== REQUIRED ACTION ==
Write out the material line for line, from its first line through the line containing "negative clicks: (572, 308) (650, 200)", with both of those lines included.

───── RECORDS SHOWN ─────

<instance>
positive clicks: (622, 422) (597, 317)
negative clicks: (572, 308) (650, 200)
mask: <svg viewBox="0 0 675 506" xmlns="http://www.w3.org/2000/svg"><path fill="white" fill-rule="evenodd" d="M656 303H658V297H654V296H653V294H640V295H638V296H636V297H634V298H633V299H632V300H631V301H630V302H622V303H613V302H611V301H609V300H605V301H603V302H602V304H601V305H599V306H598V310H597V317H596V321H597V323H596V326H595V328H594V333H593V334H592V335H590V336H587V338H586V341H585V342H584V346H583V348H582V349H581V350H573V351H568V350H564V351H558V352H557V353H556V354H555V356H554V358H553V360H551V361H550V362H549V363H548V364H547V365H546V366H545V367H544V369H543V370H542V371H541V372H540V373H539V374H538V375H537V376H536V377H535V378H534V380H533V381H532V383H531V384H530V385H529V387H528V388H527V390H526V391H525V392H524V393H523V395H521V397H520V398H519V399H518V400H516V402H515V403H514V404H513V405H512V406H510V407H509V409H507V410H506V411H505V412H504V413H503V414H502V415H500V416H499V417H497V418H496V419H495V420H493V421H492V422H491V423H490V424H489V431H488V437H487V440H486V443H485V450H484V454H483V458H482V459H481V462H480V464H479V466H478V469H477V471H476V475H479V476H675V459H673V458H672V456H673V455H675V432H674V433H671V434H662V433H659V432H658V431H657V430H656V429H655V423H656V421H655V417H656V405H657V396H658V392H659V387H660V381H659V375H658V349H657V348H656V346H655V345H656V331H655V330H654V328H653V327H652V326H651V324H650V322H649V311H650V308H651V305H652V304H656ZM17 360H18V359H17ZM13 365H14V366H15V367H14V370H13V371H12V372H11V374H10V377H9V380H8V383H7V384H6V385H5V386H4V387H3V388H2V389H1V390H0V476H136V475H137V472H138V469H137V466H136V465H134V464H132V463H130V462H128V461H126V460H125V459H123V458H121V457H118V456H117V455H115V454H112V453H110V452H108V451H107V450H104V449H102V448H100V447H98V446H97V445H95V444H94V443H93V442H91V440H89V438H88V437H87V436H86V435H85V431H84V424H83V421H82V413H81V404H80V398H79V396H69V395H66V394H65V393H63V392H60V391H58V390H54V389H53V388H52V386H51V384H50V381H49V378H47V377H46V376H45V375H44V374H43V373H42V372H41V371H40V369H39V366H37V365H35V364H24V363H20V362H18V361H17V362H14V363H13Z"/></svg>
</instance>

─────

== WRITTEN ANSWER ==
<instance>
positive clicks: (622, 422) (597, 317)
negative clicks: (572, 308) (650, 200)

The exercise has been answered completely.